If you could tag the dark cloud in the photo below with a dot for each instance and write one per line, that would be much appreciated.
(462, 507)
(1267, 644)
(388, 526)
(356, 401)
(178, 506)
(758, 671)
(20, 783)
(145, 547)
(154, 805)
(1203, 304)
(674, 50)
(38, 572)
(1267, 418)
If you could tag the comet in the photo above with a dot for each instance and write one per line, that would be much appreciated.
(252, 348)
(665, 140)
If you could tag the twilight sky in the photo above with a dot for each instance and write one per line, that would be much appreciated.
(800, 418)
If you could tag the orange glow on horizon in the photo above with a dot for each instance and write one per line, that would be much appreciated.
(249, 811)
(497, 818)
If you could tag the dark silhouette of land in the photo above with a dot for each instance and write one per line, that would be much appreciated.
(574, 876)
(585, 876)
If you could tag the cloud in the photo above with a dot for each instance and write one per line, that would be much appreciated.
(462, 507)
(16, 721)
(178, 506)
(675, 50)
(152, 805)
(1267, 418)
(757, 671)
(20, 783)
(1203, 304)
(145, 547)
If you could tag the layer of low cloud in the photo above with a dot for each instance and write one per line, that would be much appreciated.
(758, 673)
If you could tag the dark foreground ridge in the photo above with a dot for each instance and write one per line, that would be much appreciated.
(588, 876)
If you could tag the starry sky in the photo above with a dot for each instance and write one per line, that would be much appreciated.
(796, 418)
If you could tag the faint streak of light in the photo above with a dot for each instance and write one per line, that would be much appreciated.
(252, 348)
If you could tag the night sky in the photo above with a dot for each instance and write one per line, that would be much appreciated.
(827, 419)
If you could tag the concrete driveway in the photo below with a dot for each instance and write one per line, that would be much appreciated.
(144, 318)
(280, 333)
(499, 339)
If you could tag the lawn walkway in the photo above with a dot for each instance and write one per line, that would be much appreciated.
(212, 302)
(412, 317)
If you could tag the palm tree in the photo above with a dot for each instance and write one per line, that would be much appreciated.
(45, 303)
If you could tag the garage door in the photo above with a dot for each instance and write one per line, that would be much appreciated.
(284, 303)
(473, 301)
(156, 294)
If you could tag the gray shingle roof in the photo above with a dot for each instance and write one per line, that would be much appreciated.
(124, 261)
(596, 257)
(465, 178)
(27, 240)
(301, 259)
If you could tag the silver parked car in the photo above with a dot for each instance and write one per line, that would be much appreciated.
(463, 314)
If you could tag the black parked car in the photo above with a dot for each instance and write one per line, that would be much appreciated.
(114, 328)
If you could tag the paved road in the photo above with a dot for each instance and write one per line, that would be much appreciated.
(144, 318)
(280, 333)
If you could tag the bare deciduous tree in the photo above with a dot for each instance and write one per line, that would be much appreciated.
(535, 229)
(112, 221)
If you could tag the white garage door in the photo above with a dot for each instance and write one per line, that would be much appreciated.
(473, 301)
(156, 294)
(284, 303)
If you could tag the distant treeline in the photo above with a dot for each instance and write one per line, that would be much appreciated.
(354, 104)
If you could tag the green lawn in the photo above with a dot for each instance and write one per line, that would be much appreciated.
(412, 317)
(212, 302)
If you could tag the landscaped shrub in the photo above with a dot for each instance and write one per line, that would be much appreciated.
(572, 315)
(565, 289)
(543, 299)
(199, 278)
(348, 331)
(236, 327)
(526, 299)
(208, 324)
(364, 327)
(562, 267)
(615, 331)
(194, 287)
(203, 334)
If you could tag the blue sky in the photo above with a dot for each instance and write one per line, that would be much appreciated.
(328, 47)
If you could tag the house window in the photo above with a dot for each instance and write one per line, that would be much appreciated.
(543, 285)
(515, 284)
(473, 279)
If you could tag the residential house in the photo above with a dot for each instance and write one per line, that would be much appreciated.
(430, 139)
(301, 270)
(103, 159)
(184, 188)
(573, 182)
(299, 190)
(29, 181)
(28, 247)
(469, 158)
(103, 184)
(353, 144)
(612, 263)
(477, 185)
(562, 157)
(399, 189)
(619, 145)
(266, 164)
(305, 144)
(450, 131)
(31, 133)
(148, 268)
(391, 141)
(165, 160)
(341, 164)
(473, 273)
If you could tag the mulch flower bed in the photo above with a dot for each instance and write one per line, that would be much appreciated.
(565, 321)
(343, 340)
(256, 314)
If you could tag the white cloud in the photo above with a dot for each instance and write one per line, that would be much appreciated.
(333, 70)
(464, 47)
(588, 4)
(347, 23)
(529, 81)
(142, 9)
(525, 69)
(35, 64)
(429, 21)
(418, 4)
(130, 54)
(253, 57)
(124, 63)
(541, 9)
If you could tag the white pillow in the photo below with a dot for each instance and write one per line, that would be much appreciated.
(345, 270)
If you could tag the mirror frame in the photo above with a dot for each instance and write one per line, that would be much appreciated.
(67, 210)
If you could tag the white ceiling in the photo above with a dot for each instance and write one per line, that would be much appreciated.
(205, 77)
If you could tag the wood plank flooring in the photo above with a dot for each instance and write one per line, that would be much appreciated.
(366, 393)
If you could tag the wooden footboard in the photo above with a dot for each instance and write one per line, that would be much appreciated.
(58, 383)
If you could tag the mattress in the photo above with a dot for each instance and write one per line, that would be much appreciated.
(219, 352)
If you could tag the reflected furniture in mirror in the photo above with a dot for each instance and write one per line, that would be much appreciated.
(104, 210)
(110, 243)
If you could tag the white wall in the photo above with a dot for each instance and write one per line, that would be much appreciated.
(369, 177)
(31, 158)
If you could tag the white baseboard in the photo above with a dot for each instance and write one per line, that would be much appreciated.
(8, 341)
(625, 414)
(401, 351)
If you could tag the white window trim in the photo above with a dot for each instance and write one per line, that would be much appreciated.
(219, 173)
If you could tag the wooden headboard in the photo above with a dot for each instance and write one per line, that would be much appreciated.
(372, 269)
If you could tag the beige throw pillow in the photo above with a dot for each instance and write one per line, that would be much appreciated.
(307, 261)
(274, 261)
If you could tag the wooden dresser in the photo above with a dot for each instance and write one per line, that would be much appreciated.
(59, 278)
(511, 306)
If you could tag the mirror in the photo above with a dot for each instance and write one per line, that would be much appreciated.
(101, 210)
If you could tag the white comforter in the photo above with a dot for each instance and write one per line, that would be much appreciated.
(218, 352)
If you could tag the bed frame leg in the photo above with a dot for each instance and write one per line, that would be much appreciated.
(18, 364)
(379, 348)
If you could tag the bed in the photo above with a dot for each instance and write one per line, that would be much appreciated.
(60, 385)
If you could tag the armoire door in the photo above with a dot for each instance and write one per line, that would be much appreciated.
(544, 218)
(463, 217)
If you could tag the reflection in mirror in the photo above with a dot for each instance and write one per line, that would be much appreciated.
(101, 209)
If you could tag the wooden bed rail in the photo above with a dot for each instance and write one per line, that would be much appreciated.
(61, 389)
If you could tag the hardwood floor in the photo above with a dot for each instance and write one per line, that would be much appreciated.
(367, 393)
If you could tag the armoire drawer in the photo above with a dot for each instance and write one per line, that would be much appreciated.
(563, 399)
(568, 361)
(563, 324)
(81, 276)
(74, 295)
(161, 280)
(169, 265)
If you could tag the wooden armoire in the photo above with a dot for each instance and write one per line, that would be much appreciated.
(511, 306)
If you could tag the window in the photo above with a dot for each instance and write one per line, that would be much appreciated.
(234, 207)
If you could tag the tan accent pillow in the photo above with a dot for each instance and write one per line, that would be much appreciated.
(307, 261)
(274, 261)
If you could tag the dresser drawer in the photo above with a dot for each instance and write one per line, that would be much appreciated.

..........

TASK REQUIREMENTS: Take the lines from the one containing "If you could tag the white comforter" to the last line of the material above and write them out exactly.

ANSWER TO THE TASK:
If you could tag the white comforter in the photo above with a dot for each instance and write one per line, that would be much appreciated.
(218, 352)
If you could tag the bed frame leg in the photo above with a dot for each instance and write one per line, that would be much appreciated.
(18, 364)
(379, 348)
If you could tag the bed in the photo above with a dot for each instance and write one per line, that would be much appreciated.
(60, 385)
If you could tag the armoire door in the photo above with a dot for each instance and write one per line, that would be much appreciated.
(544, 218)
(463, 217)
If you could tag the reflection in mirror in the photo above with a dot for each instance and write one per line, that would be much appreciated.
(101, 209)
If you could tag the wooden bed rail in the photo above with a dot for each instance and write one per line, that would be much appreciated.
(61, 389)
If you could tag the hardwood floor in the photo above with a dot for each instance and write one per line, that would be much appreciated.
(367, 393)
If you could tag the armoire drawer in the photo above with a dot for each instance and write one per line, that would be much appreciated.
(563, 399)
(568, 361)
(563, 324)
(81, 276)
(74, 295)
(161, 280)
(169, 265)
If you could tag the wooden armoire in the photo above with a dot for each instance and write one per line, that would be much appreciated.
(511, 306)
If you could tag the window in the photo above with a dot for each instance and write one per line, that would be much appreciated.
(234, 207)
If you could tag the tan accent pillow in the photo above with a dot for each instance and write one per line, that would be much appreciated.
(307, 261)
(274, 261)
If you could tag the dresser drawer in the photo above with a dot for each instance and write one per line, that would be much appreciated.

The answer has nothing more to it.